— Start of Page text —

<DIV ALIGN=CENTER>

# Virtualization & Docker    
## Professor Robert J. Brunner
  
</DIV>  
-----
-----

## Virtualization Overview

Virtualization technology is used to simplify the development, deployment, and management of applications.  

Virtualization can take different routes, two of the more popular options are

1. Virtual Machines
2. Virtual Containers

-----


### Virtual Machines

- full operating system
- control complete environment
- isolation
- slow to boot
- heavyweight

-----

### Virtual Box

![Virtualbox Website](images/virtualbox.png)

-----

### Virtual Container

- shared operating system (Linux Containers)
- Mac OSX/Windows require a Linux host OS (VM)
- multiple containers from same image
- lightweight
- fast startup

-----

### Docker Container

![Docker Website](images/docker-website.png)

-----

### VMs versus Containers

The [Docker Website](https://www.docker.com/whatisdocker) provides a comaprison between Virtual Machines and Docker containerization.

— End of Page text —
— Start of Stored data —

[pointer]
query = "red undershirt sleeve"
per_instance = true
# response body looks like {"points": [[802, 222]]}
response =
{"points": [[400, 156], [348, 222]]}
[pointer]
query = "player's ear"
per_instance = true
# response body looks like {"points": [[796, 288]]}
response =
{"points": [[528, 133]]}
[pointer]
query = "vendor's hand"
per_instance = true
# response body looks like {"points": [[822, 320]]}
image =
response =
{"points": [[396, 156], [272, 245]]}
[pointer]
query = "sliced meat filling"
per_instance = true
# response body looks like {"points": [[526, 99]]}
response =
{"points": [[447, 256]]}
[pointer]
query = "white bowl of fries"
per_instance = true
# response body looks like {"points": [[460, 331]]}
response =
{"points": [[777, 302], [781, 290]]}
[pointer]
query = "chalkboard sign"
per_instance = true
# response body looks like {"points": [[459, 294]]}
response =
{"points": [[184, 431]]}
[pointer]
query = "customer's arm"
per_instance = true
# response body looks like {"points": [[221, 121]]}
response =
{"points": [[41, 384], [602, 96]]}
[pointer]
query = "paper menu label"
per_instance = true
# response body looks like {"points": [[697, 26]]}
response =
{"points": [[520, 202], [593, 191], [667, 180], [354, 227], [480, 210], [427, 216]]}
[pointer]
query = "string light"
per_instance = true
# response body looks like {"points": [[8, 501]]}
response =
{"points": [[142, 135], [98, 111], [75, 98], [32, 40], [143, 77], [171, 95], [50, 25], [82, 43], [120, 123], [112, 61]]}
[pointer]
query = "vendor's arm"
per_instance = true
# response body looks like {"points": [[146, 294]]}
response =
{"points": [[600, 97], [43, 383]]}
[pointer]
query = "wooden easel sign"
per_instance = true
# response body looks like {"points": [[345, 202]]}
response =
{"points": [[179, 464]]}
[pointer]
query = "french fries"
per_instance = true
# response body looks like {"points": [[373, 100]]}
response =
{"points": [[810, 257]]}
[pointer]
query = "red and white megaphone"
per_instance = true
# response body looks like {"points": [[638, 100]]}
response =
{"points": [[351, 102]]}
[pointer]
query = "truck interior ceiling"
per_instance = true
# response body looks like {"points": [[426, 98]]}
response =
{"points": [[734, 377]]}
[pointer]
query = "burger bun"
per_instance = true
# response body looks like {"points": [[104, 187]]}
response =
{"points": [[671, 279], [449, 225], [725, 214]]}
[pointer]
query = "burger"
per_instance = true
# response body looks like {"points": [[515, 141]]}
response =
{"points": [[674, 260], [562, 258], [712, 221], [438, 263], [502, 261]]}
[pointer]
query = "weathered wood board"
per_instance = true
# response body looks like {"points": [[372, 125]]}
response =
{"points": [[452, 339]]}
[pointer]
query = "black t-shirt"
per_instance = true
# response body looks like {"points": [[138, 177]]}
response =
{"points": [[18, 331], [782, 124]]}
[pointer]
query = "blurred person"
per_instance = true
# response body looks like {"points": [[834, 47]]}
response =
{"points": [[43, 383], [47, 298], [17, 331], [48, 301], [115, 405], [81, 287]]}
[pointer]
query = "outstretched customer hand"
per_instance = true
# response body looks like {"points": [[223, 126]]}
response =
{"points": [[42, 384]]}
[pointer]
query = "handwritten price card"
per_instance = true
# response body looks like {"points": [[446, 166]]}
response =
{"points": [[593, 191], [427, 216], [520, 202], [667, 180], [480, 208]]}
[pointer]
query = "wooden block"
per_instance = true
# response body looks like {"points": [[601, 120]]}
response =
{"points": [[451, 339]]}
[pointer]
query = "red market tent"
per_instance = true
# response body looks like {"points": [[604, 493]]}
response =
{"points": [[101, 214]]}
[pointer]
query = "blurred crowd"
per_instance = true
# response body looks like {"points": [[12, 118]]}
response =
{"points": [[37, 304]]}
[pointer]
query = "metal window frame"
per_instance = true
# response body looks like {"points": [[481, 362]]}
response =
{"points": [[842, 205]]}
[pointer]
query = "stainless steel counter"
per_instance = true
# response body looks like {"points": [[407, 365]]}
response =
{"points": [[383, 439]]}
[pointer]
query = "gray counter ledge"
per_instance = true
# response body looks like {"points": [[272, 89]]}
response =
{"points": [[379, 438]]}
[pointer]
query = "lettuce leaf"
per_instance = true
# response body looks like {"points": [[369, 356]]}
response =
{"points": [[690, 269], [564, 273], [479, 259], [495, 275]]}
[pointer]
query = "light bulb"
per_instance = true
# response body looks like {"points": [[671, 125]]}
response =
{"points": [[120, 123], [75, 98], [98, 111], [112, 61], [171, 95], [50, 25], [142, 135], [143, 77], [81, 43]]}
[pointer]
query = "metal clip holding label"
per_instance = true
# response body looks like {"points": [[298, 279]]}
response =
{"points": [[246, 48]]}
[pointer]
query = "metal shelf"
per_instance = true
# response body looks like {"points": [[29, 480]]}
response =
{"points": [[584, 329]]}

— End of Stored data —

• Request A:
Do these statements agree with the virtualization notes? (i) Virtual machines are lightweight. (ii) Virtual containers start up fast. (iii) On Mac OSX and Windows, virtual containers need a Linux host OS. For each, answer yes or no and quote the deciding words of the notes.
• Request B:
Reproduce the stretch of the virtualization notes from "### VMs versus" through "and Docker containerization.".
• Request C:
Carry the virtualization notes forward with the next part, starting after their final sentence.

• Task response A:
(i) No: "heavyweight"
(ii) Yes: "fast startup"
(iii) Yes: "Mac OSX/Windows require a Linux host OS (VM)"

• Task response B:
### VMs versus Containers

The [Docker Website](https://www.docker.com/whatisdocker) provides a comaprison between Virtual Machines and Docker containerization.

• Task response C:
-----

### Boot2Docker

Mac OSX and Windows systems require a Linux Guest Operating System in order to run Docker containers. For these operating systems, you can use the Boot2Docker application which provides:

- A VirtualBox installation
- An Ubuntu Guest OS
- The Boot2Docker application

![Boot2Docker Application](images/boot2docker.png)

-----

### Boot2Docker Shell

Running the Boot2Docker application will open a new boot2docker shell as shown below. You can start multiple bot2docker shells by simply re-running the boot2docker application. In this course, we denote a boot2docker shell prompt with the dollar sign, `$`.

![B2D Shell](images/b2d-shell.png)

-----


### Docker Commands

You can see the list of docker commands, shown below, by simply entering docker at a boot2docker shell prompt:

    $ docker

![Docker Commands](images/docker-commands.png)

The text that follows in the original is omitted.